[Saved entries]

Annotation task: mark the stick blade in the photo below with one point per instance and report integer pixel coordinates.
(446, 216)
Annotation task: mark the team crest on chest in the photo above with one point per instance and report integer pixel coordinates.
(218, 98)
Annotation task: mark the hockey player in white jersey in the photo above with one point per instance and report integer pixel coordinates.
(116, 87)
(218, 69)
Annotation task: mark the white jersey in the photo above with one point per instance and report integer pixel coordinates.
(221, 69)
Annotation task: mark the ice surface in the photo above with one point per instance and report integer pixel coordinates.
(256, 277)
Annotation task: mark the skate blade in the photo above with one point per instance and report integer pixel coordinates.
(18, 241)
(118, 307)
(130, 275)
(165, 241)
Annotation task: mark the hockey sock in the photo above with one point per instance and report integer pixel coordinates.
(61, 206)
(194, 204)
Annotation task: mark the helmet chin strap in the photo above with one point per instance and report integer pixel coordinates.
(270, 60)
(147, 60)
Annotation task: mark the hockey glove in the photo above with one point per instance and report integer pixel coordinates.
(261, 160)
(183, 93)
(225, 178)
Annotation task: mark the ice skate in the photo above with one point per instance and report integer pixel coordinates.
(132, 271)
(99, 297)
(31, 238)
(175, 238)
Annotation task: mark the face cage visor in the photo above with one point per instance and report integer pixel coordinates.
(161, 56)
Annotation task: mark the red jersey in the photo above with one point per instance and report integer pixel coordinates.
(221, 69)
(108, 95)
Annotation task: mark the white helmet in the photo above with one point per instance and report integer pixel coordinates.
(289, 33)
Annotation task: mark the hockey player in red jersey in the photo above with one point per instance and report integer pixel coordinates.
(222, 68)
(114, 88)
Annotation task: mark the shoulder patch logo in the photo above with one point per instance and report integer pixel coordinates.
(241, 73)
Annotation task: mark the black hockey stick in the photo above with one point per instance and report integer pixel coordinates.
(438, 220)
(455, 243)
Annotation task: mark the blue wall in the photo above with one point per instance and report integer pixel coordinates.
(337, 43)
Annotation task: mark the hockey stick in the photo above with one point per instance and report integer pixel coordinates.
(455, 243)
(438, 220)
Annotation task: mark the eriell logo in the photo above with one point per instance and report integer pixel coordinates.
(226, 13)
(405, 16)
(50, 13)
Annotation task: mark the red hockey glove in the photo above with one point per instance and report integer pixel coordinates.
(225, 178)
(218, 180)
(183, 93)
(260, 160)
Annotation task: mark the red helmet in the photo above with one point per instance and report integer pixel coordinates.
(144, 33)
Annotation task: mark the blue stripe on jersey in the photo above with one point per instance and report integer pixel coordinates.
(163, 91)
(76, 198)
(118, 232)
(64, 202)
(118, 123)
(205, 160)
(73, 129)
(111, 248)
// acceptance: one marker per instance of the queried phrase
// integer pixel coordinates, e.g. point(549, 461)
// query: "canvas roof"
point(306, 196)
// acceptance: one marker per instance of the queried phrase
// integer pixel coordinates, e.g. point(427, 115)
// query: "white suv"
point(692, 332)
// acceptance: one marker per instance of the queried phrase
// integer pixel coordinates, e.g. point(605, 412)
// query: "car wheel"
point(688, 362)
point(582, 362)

What is required –
Every single entry above has to be copied exactly.

Response area –
Annotation task: mark the stick blade in the photo below with one point per instance and report integer pixel coordinates.
(446, 216)
Annotation task: mark the team crest on chest in the photo above with one point per instance and report integer pixel coordinates.
(218, 98)
Annotation task: mark the hockey player in white jersey in the photo above with one point per instance and report integer pixel coordinates.
(116, 87)
(218, 69)
Annotation task: mark the white jersey in the photo above with one point per instance and report integer pixel coordinates.
(221, 69)
Annotation task: mark the ice surface in the photo above with one point per instance and report integer pixel coordinates.
(256, 277)
Annotation task: mark the skate blade in the photo above with one point per instance and report integer pixel coordinates.
(18, 241)
(118, 307)
(130, 275)
(165, 241)
Annotation task: mark the hockey sock in the photo above with one point per instance and report integer pixel coordinates.
(61, 206)
(194, 204)
Annotation task: mark the helmet chin strap in the photo above with one point per instance and report integer pixel coordinates.
(270, 60)
(147, 60)
Annotation task: mark the hockey glove in the photo above with one point per instance and report integer pixel coordinates.
(261, 160)
(183, 93)
(225, 178)
Annotation task: mark the ice skate in the photo above with one point per instance and report integer pixel coordinates.
(132, 271)
(99, 297)
(31, 238)
(175, 238)
Annotation task: mark the face cage visor in the photo above with one point per instance and report integer pixel coordinates.
(161, 56)
Annotation task: mark the red jersey in the photo above with one point per instance and report integer pixel coordinates.
(221, 69)
(108, 95)
Annotation task: mark the white helmet in the photo above with one point per instance and report integer pixel coordinates.
(289, 33)
Annotation task: mark the hockey player in red jersey in the photo above with one point per instance and report integer pixel coordinates.
(222, 68)
(114, 88)
Annotation task: mark the shoulder patch logo in the photo above with one point per instance and report integer pixel coordinates.
(241, 73)
Annotation task: mark the black hockey stick in the photo above with one point per instance and report integer pixel coordinates.
(438, 220)
(455, 243)
Annotation task: mark the blue wall in the photo above with one point per instance and report integer pixel coordinates.
(337, 43)
Annotation task: mark the hockey stick in the photo above with one point per instance and report integer pixel coordinates.
(455, 243)
(438, 220)
Annotation task: mark the eriell logo in the photo above with one point per instance and report integer pixel coordinates.
(226, 13)
(405, 16)
(50, 13)
Annotation task: mark the red hockey glove in the photo above with one point per instance and report integer pixel coordinates.
(225, 178)
(218, 180)
(183, 93)
(260, 160)
Annotation task: mark the red helmet in the photo above with one point per instance and report integer pixel coordinates.
(144, 33)
Annotation task: mark the blue stripe on jersey in the photo above with one point per instance and report integer pixel coordinates.
(163, 91)
(76, 198)
(118, 232)
(64, 202)
(118, 123)
(205, 160)
(73, 129)
(111, 248)
// acceptance: one marker per instance of the queried phrase
// integer pixel coordinates, e.g. point(549, 461)
// query: "canvas roof"
point(306, 196)
// acceptance: one marker per instance of the queried phrase
// integer pixel coordinates, e.g. point(427, 115)
// query: "white suv"
point(692, 332)
// acceptance: one marker per instance of the queried phrase
// integer pixel coordinates, e.g. point(605, 412)
// query: "car wheel"
point(688, 362)
point(582, 362)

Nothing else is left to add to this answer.